Excerpts of pointing data:
= = =

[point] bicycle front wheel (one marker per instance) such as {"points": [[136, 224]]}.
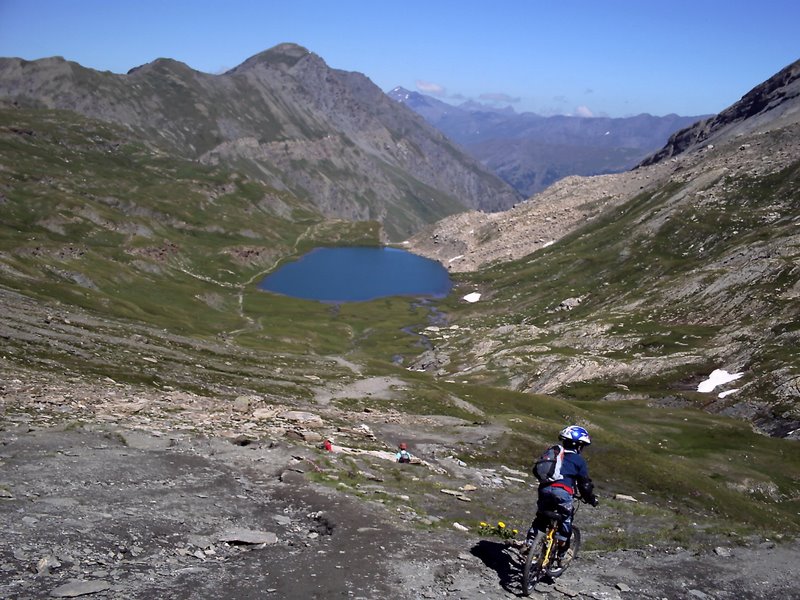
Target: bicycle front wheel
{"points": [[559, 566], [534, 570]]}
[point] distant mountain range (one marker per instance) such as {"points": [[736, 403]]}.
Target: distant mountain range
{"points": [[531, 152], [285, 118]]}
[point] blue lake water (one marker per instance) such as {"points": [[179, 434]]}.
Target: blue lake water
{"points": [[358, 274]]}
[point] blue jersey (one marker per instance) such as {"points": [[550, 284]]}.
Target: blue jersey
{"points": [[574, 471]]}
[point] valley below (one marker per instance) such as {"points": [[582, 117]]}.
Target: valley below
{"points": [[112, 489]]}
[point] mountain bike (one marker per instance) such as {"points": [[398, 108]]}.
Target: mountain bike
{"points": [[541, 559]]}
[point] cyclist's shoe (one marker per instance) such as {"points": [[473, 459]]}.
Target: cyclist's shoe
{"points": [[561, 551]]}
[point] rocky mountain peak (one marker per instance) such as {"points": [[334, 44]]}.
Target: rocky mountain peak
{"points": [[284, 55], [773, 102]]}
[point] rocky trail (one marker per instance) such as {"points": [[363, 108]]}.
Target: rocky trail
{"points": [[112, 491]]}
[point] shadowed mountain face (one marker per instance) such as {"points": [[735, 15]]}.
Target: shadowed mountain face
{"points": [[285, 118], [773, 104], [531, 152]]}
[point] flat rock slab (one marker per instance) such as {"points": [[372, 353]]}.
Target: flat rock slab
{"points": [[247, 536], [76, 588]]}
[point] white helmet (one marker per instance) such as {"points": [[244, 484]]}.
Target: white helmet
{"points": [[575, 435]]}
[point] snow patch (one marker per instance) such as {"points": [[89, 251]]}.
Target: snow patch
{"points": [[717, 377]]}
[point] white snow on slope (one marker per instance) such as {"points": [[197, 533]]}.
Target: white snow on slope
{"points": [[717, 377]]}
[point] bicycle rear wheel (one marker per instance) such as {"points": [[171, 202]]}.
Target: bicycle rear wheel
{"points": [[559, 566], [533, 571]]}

= = =

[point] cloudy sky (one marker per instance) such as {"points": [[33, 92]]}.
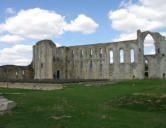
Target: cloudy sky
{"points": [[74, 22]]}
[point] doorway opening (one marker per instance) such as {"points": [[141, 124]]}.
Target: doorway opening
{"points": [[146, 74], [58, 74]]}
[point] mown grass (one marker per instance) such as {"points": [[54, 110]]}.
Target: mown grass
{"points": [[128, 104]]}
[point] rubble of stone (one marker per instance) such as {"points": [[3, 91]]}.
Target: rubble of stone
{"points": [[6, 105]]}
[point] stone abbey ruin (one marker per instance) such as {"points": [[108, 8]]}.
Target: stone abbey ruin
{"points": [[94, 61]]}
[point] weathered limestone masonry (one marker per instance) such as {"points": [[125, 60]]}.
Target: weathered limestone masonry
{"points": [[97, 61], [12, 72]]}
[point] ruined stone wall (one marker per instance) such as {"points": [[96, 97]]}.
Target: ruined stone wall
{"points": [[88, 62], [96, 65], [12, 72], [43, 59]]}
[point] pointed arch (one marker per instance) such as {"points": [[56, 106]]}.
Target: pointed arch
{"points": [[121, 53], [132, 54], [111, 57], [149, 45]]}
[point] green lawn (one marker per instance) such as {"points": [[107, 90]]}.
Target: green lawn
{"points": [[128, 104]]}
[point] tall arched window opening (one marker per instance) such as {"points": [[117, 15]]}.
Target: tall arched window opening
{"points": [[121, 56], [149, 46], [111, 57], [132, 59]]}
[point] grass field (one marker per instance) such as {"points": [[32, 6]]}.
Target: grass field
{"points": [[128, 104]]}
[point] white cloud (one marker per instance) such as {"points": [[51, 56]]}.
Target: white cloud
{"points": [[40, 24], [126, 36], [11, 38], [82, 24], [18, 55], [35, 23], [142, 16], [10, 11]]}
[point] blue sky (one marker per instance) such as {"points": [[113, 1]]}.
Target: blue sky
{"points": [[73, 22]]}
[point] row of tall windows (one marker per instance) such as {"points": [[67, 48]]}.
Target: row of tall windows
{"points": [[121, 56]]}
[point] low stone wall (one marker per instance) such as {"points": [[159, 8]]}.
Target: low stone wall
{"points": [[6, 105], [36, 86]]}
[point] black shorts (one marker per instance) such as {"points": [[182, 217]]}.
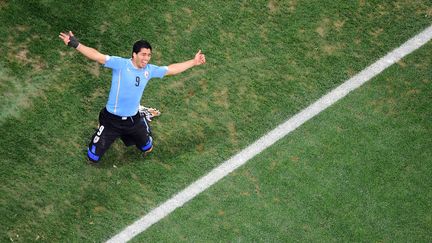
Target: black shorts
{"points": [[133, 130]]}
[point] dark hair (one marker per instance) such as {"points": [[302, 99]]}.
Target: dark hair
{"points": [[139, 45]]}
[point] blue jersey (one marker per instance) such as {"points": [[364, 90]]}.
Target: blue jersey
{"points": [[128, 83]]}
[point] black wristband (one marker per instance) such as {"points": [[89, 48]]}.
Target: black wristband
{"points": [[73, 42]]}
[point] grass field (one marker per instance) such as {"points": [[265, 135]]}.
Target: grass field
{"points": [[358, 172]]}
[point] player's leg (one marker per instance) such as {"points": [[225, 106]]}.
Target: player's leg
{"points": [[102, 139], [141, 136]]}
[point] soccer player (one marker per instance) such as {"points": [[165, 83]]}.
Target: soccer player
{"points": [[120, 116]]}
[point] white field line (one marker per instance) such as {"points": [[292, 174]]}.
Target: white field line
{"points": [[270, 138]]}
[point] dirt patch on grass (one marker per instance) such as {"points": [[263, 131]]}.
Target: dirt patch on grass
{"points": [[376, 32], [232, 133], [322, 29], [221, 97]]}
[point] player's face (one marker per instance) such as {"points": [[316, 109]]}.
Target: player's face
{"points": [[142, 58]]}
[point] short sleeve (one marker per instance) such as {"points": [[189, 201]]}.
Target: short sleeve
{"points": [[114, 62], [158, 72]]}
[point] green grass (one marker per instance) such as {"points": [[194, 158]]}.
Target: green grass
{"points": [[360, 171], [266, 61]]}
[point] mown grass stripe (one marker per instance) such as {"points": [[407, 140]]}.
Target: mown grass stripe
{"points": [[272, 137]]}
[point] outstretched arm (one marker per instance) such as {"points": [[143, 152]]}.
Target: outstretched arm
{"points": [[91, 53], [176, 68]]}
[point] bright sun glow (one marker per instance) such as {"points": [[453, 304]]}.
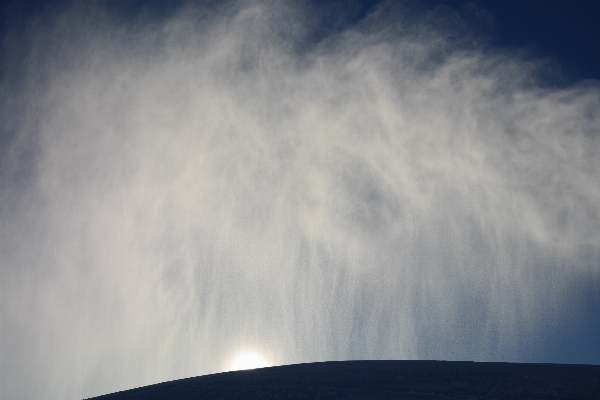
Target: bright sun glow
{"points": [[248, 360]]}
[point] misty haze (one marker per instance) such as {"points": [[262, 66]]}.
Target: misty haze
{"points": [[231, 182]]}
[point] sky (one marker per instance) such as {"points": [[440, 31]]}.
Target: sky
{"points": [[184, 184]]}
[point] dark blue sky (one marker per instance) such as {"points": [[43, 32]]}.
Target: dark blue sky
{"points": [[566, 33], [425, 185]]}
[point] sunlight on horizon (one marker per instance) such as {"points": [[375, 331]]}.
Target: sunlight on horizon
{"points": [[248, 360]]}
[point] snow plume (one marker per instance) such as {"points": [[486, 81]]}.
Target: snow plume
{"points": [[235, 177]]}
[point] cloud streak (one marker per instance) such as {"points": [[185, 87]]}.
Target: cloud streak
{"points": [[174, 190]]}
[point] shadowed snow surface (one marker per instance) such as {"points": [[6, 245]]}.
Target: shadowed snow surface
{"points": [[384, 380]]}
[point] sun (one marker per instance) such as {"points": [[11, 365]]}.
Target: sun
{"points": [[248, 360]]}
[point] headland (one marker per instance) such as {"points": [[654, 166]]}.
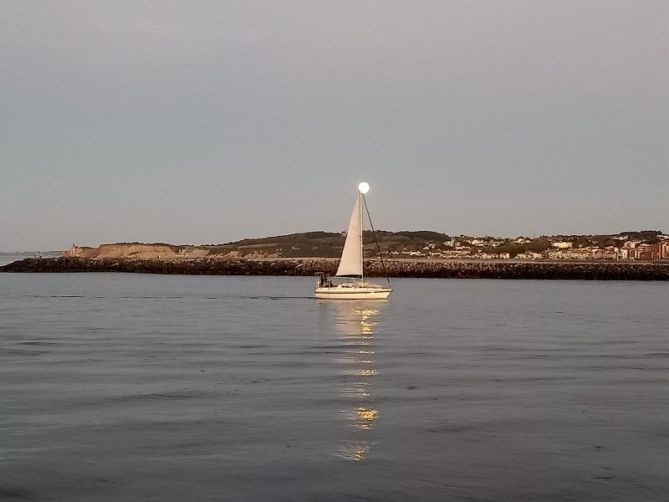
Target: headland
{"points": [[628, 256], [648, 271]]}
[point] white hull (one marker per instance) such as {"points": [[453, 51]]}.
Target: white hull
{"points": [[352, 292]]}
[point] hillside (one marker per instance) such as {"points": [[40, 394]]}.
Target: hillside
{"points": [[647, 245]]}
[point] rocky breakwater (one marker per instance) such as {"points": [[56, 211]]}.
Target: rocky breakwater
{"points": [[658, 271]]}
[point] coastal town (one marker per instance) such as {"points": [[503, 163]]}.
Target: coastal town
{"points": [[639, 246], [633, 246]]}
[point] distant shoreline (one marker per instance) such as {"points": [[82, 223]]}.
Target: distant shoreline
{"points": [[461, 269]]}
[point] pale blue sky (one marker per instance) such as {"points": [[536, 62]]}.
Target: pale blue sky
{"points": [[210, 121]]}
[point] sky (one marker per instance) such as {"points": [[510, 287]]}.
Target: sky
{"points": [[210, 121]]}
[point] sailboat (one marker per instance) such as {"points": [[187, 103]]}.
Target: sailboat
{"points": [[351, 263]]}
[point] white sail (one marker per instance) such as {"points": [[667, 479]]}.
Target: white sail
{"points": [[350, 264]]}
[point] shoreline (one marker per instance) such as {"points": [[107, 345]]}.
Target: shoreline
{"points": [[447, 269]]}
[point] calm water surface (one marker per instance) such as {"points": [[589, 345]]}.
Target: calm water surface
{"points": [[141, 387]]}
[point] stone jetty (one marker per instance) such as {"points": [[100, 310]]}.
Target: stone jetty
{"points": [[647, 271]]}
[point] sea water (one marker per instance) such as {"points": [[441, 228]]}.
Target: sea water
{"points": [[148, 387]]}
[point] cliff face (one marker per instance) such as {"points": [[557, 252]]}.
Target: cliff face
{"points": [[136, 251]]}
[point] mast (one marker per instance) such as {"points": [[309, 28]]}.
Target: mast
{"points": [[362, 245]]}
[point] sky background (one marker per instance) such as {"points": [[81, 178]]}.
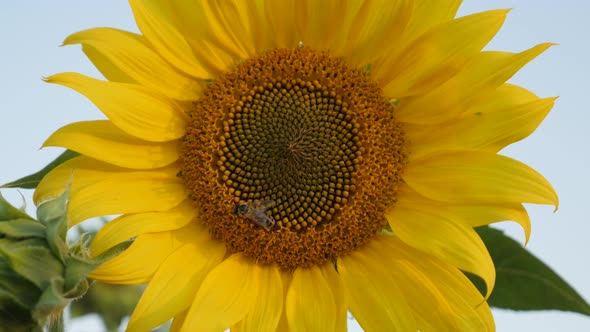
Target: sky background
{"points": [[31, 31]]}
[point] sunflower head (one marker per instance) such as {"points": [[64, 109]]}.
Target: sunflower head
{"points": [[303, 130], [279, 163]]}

= = =

Count the lines in the rows that contain the string "shoe", treating uppercase and lowercase as different. Give only the number.

2